───── PASSAGE TO READ
A computer text-processing system inputs keystrokes and outputs
glyphs, small pictures that are assembled on paper or on a
computer screen. Keystrokes and glyphs do not, in general, coincide:
for example, if the system does generate ligatures, then to the
sequence of two keystrokes <f
><i
> will typically
correspond a single glyph. Similarly, if the system shapes Arabic
glyphs in a vaguely reasonable manner, then multiple different glyphs
may correspond to a single keystroke.
The complex transformation rules from keystrokes to glyphs are usually factored into two simpler transformations, from keystrokes to characters and from characters to glyphs. You may want to think of characters as the basic unit of text that is stored e.g. in the buffer of your text editor. While the definition of a character is intrinsically application-specific, a number of standardised collections of characters have been defined.
A coded character set is a set of characters together with a mapping from integer codes --- known as codepoints --- to characters. Examples of coded character sets include US-ASCII, ISO 8859-1, KOI8-R, and JIS X 0208(1990).
A coded character set need not use 8 bit integers to index characters. Many early systems used 6 bit character sets, while 16 bit (or more) character sets are necessary for ideographic writing systems.
Traditionally, typographers speak about typefaces and founts. A typeface is a particular style or design, such as Times Italic, while a fount is a molten-lead incarnation of a given typeface at a given size.
Digital fonts come in font files. A font file contains the information necessary for generating glyphs of a given typeface, and applications using font files may access glyph information in an arbitrary order.
──────────
───── DATASET
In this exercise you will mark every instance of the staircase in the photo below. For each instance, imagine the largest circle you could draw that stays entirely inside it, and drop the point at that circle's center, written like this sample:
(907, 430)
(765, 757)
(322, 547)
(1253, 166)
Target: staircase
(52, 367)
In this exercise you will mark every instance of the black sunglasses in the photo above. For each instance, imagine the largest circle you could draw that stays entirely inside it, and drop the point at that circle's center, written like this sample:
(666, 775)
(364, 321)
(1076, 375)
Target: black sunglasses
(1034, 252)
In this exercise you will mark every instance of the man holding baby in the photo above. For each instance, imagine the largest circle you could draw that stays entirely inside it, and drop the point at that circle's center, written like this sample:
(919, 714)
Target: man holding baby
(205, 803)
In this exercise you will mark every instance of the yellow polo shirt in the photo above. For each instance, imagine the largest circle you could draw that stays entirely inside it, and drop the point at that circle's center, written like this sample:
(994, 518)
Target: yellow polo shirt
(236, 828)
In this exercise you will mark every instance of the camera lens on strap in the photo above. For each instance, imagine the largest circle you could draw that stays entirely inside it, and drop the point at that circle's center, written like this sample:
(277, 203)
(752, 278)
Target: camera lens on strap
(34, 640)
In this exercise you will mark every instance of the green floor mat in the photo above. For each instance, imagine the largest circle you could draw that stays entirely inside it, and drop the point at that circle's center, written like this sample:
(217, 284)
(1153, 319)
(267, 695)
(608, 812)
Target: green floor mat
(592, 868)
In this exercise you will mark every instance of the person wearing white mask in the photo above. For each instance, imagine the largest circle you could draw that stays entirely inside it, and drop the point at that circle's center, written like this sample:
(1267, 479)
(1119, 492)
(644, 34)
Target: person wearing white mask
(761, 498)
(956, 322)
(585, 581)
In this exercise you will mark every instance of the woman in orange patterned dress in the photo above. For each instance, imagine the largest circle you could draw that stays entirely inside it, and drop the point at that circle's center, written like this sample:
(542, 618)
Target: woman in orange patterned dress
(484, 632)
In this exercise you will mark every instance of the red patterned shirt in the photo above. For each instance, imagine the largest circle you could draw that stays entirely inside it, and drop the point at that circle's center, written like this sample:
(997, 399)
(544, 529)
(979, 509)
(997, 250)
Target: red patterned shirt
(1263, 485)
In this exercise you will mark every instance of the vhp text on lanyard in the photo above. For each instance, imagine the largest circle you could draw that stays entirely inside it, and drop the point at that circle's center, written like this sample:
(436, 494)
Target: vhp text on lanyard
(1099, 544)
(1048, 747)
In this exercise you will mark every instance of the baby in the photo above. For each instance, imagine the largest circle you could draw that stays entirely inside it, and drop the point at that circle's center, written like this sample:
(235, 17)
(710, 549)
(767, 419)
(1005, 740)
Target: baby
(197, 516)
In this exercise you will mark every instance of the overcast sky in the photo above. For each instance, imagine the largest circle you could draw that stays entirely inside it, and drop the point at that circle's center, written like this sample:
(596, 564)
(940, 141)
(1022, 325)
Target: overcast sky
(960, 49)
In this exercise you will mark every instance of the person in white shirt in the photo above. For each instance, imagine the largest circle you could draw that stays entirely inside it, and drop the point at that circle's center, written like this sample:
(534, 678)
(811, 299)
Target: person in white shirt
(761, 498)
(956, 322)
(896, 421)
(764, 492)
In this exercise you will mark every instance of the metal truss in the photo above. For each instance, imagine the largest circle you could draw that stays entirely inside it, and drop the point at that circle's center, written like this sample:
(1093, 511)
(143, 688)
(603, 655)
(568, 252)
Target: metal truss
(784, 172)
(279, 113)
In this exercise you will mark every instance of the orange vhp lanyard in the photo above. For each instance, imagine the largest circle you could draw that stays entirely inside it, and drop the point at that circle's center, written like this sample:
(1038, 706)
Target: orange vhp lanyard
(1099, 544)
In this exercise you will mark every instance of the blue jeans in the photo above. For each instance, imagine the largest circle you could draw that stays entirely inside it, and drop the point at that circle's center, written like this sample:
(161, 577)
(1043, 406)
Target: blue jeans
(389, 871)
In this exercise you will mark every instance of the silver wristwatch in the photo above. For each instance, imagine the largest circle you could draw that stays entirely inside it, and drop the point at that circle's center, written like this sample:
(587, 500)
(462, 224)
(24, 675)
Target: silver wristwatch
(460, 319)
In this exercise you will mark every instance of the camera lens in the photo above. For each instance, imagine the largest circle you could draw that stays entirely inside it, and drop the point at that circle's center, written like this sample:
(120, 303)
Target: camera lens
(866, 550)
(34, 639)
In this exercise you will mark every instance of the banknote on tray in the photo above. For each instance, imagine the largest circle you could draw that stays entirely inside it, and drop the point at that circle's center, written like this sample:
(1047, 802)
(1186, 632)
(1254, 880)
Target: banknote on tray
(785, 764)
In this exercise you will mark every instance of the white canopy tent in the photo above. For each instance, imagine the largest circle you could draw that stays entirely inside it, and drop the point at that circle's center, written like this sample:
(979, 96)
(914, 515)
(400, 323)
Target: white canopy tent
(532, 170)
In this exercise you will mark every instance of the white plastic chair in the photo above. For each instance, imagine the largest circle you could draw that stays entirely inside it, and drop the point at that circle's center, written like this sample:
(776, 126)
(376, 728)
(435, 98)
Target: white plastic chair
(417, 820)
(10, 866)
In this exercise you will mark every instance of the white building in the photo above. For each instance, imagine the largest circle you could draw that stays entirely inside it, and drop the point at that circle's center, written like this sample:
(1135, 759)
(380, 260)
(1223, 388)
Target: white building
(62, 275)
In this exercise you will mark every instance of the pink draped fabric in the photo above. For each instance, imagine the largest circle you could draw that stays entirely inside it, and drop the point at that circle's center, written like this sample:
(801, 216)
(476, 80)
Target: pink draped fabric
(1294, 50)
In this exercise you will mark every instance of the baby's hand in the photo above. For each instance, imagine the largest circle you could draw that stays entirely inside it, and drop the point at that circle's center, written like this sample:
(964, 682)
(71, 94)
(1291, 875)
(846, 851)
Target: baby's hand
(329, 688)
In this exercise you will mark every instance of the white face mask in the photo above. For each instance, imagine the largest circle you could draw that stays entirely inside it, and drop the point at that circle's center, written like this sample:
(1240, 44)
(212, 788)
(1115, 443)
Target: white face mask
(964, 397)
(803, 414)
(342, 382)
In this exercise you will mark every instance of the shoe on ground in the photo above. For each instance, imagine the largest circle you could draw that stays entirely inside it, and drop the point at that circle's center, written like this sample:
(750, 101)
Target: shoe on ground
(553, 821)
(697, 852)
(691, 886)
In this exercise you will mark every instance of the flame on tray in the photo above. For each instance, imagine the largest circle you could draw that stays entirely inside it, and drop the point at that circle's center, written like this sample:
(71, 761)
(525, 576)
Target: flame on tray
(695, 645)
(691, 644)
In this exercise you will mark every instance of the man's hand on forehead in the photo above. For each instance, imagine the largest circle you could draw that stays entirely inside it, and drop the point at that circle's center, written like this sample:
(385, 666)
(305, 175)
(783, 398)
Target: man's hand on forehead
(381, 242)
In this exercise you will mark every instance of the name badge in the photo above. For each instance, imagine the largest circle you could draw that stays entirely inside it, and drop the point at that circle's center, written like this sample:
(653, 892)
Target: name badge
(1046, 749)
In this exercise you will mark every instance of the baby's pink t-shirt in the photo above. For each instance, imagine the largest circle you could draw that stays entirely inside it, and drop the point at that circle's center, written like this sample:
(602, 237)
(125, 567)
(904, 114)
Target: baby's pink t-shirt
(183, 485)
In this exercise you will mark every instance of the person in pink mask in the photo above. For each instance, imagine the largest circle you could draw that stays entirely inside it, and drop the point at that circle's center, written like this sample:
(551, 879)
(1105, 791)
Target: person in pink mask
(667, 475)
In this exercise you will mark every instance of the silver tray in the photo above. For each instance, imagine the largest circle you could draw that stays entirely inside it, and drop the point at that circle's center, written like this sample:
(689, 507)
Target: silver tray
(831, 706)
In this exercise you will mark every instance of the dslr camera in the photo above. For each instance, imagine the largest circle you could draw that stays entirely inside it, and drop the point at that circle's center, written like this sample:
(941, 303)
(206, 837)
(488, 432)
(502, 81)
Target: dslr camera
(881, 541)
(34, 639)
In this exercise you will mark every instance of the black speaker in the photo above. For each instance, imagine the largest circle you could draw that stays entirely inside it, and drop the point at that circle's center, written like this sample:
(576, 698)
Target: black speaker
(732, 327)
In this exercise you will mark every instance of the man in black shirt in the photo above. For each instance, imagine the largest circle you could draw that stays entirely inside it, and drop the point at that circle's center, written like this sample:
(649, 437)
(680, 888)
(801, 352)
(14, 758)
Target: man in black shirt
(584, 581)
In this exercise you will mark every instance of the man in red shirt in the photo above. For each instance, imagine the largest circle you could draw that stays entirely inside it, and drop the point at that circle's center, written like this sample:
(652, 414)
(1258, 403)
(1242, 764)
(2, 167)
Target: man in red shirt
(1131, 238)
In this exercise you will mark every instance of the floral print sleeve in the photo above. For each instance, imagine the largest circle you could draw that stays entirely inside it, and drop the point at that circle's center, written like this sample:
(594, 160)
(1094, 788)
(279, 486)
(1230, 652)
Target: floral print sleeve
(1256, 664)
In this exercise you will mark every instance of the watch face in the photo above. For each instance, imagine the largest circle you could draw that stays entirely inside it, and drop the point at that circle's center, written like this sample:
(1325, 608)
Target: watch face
──────────
TASK DIRECTIONS:
Reproduce the entire passage on keystrokes, characters, and glyphs word for word.

RESPONSE FOR THIS EXERCISE:
A computer text-processing system inputs keystrokes and outputs
glyphs, small pictures that are assembled on paper or on a
computer screen. Keystrokes and glyphs do not, in general, coincide:
for example, if the system does generate ligatures, then to the
sequence of two keystrokes <f
><i
> will typically
correspond a single glyph. Similarly, if the system shapes Arabic
glyphs in a vaguely reasonable manner, then multiple different glyphs
may correspond to a single keystroke.
The complex transformation rules from keystrokes to glyphs are usually factored into two simpler transformations, from keystrokes to characters and from characters to glyphs. You may want to think of characters as the basic unit of text that is stored e.g. in the buffer of your text editor. While the definition of a character is intrinsically application-specific, a number of standardised collections of characters have been defined.
A coded character set is a set of characters together with a mapping from integer codes --- known as codepoints --- to characters. Examples of coded character sets include US-ASCII, ISO 8859-1, KOI8-R, and JIS X 0208(1990).
A coded character set need not use 8 bit integers to index characters. Many early systems used 6 bit character sets, while 16 bit (or more) character sets are necessary for ideographic writing systems.
Traditionally, typographers speak about typefaces and founts. A typeface is a particular style or design, such as Times Italic, while a fount is a molten-lead incarnation of a given typeface at a given size.
Digital fonts come in font files. A font file contains the information necessary for generating glyphs of a given typeface, and applications using font files may access glyph information in an arbitrary order.